### Stated task
Write out the line with "Target phrase = small outbuilding" and every later line through the end of the data below, exactly as given, with no pictures in the copy.

### Records shown

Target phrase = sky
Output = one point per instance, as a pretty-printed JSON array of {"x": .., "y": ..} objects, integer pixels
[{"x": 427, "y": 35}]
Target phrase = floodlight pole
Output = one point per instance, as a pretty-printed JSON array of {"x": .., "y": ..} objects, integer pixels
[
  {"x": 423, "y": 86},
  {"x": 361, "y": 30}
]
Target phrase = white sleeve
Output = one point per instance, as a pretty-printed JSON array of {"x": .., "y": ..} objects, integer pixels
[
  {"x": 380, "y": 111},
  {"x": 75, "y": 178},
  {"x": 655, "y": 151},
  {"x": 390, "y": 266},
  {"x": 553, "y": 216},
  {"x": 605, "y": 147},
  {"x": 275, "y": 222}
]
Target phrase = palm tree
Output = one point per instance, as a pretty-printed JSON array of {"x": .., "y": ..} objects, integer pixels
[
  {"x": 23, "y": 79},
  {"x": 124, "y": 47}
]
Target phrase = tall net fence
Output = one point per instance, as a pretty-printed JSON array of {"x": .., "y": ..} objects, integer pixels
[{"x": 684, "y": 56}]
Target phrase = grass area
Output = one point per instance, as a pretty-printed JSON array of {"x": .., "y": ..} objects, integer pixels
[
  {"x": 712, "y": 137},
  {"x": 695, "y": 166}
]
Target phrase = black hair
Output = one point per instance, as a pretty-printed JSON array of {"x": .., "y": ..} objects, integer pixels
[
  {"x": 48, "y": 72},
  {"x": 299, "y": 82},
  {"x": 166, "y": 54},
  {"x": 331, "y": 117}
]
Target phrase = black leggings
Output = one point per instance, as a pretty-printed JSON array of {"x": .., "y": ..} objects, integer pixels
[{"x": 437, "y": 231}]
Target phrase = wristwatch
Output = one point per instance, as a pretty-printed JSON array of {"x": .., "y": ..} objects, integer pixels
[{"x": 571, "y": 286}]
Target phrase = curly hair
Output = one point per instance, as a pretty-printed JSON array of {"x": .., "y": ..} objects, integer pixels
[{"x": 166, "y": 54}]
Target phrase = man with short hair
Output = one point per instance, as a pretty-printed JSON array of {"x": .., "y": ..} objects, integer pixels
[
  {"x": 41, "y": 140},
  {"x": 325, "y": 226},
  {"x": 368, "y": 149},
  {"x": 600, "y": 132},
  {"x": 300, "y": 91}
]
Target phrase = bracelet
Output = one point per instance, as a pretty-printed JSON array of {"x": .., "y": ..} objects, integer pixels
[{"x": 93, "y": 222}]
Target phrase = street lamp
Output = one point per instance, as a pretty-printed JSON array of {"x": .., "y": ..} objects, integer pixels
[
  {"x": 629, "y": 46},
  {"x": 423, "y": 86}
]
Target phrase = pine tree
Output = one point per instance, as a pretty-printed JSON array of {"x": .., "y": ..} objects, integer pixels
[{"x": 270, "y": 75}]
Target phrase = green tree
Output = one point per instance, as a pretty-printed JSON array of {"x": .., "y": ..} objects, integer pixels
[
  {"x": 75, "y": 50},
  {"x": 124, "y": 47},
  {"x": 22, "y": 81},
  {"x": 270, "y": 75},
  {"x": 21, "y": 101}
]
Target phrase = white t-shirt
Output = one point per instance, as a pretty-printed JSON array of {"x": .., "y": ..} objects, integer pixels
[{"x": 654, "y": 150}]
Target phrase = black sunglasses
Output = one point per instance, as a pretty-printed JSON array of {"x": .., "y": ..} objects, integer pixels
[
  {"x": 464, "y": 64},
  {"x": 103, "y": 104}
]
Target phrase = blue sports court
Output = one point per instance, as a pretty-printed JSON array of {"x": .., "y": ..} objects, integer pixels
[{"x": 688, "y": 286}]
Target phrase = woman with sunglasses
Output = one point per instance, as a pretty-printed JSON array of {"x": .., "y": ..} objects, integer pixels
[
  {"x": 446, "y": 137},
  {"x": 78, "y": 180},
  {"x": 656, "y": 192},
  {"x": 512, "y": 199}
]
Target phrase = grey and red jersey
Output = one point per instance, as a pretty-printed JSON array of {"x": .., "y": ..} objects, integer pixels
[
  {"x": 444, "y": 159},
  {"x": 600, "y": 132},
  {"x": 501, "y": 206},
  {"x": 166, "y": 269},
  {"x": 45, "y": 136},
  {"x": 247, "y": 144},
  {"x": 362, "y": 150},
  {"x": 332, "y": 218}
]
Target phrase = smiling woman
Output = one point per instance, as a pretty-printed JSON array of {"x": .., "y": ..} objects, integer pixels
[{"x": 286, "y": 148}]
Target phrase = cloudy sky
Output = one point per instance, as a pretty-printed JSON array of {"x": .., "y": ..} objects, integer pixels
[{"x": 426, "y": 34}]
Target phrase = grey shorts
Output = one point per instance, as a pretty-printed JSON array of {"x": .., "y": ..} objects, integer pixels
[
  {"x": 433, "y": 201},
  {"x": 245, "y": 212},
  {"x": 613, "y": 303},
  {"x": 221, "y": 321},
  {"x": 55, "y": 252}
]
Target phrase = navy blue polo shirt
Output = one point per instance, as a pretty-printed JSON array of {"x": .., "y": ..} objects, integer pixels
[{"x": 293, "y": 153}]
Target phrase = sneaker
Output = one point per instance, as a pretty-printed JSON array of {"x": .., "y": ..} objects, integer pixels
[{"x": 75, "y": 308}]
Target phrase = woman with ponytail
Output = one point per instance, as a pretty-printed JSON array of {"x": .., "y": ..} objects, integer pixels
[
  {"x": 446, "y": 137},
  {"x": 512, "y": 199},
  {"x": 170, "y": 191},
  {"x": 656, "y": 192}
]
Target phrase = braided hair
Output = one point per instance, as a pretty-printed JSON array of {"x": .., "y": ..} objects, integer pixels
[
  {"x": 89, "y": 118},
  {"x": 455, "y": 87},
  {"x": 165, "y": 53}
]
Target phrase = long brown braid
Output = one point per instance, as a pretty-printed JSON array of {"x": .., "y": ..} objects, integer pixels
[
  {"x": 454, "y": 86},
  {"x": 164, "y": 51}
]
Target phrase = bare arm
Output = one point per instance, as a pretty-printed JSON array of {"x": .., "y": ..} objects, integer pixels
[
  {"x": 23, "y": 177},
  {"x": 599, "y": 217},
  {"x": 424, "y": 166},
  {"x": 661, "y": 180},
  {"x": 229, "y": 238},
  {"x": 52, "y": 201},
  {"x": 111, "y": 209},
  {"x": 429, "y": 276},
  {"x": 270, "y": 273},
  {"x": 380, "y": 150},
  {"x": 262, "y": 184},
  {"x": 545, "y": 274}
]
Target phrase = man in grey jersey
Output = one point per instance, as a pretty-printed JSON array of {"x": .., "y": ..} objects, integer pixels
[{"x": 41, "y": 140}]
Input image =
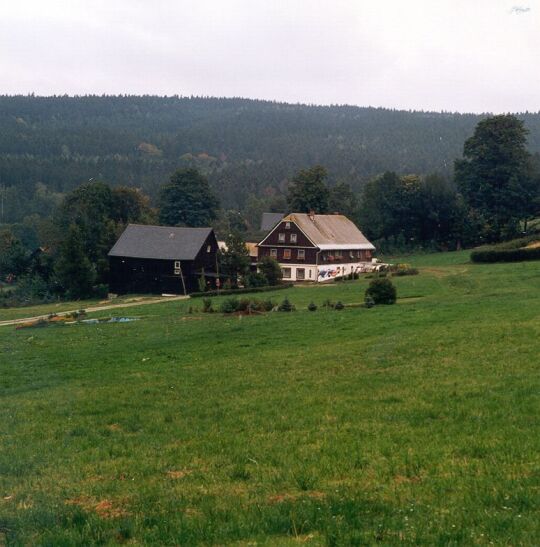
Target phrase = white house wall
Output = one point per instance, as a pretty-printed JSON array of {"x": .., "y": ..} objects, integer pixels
[{"x": 325, "y": 272}]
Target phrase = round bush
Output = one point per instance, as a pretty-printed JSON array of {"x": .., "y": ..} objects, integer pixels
[
  {"x": 286, "y": 306},
  {"x": 382, "y": 291},
  {"x": 369, "y": 302}
]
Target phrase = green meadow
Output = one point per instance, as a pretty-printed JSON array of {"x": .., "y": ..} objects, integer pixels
[{"x": 416, "y": 423}]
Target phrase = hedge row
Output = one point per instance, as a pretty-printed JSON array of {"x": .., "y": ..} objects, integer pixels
[
  {"x": 506, "y": 255},
  {"x": 240, "y": 291}
]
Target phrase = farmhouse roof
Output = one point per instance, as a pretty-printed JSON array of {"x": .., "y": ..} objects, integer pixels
[
  {"x": 269, "y": 220},
  {"x": 160, "y": 242},
  {"x": 330, "y": 231}
]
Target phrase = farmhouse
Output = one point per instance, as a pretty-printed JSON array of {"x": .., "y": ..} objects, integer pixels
[
  {"x": 312, "y": 247},
  {"x": 162, "y": 259}
]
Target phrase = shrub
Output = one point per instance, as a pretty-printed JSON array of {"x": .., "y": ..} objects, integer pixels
[
  {"x": 404, "y": 269},
  {"x": 255, "y": 279},
  {"x": 494, "y": 254},
  {"x": 382, "y": 291},
  {"x": 328, "y": 304},
  {"x": 244, "y": 304},
  {"x": 266, "y": 305},
  {"x": 368, "y": 301},
  {"x": 240, "y": 291},
  {"x": 271, "y": 269},
  {"x": 286, "y": 306},
  {"x": 229, "y": 306}
]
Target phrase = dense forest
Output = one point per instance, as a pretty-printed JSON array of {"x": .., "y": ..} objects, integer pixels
[{"x": 248, "y": 149}]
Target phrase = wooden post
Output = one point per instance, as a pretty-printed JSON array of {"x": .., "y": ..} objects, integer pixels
[{"x": 182, "y": 278}]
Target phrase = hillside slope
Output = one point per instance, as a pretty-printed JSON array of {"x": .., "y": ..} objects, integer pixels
[{"x": 246, "y": 147}]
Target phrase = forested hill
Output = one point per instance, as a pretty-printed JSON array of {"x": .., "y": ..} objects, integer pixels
[{"x": 49, "y": 145}]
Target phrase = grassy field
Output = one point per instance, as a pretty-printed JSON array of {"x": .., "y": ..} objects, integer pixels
[{"x": 415, "y": 423}]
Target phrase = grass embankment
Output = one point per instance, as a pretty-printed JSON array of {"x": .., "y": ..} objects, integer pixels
[{"x": 413, "y": 423}]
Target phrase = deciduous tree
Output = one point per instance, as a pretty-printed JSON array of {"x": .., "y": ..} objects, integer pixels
[{"x": 494, "y": 175}]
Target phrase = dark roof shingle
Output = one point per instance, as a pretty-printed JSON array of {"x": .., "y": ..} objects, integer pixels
[{"x": 160, "y": 242}]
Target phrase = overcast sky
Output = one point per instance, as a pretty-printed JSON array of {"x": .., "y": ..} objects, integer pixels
[{"x": 456, "y": 55}]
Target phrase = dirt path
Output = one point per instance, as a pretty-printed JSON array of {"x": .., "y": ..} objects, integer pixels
[{"x": 96, "y": 308}]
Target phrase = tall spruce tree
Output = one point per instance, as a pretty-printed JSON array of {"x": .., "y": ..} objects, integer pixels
[
  {"x": 74, "y": 271},
  {"x": 494, "y": 175},
  {"x": 187, "y": 200},
  {"x": 235, "y": 259}
]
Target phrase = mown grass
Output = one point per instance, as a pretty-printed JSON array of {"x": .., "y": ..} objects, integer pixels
[{"x": 414, "y": 423}]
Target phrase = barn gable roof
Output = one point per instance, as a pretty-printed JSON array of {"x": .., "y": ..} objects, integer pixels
[{"x": 160, "y": 242}]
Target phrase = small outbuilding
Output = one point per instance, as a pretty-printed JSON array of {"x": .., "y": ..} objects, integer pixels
[{"x": 163, "y": 260}]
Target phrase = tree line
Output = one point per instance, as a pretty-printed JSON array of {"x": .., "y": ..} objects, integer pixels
[
  {"x": 493, "y": 194},
  {"x": 249, "y": 150}
]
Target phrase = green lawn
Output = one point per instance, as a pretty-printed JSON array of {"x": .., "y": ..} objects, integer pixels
[{"x": 414, "y": 423}]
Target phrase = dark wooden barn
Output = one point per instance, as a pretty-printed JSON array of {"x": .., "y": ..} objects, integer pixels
[{"x": 162, "y": 260}]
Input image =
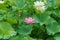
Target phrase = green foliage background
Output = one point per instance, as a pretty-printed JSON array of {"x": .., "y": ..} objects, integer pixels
[{"x": 46, "y": 26}]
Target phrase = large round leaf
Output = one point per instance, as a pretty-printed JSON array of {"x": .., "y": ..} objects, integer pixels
[
  {"x": 52, "y": 27},
  {"x": 6, "y": 30}
]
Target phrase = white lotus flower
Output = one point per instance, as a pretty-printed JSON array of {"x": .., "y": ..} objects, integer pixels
[
  {"x": 39, "y": 6},
  {"x": 1, "y": 2}
]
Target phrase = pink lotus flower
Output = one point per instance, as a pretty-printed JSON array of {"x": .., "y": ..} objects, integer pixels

### Finished exercise
Target phrase = small outbuilding
Output = one point per instance, as a pretty-printed JSON array of {"x": .., "y": ..} objects, integer pixels
[{"x": 163, "y": 260}]
Target phrase = tree line
Output = one point per instance, as a pretty-printed JSON array of {"x": .., "y": ..} objects, integer pixels
[
  {"x": 493, "y": 194},
  {"x": 249, "y": 150}
]
Target phrase = green lawn
Output = one point per instance, as a pretty-printed JSON array of {"x": .., "y": ..} objects, integer pixels
[{"x": 414, "y": 423}]
Target phrase = dark wooden barn
Output = one point per instance, as a pretty-printed JSON array of {"x": .., "y": ..} objects, integer pixels
[{"x": 162, "y": 260}]
Input image =
Target phrase = green foliage background
Output = one point per instance, as a pretty-printed JSON array of {"x": .., "y": ..} objects, integer pixels
[{"x": 46, "y": 26}]
Target phrase = large round leaf
Output = one point per instance, as a pretty-printed JSON array of {"x": .., "y": ..} objects, integer pixels
[
  {"x": 52, "y": 27},
  {"x": 6, "y": 30}
]
Target phrase = white lotus flower
Output = one point per instance, as a pretty-printed JSON array of {"x": .., "y": ..} objects, integer pixels
[
  {"x": 39, "y": 6},
  {"x": 1, "y": 2}
]
Target phrase = pink lotus flower
Output = one point per instance, as a pretty-printed JSON array of {"x": .., "y": ..} objects, integer pixels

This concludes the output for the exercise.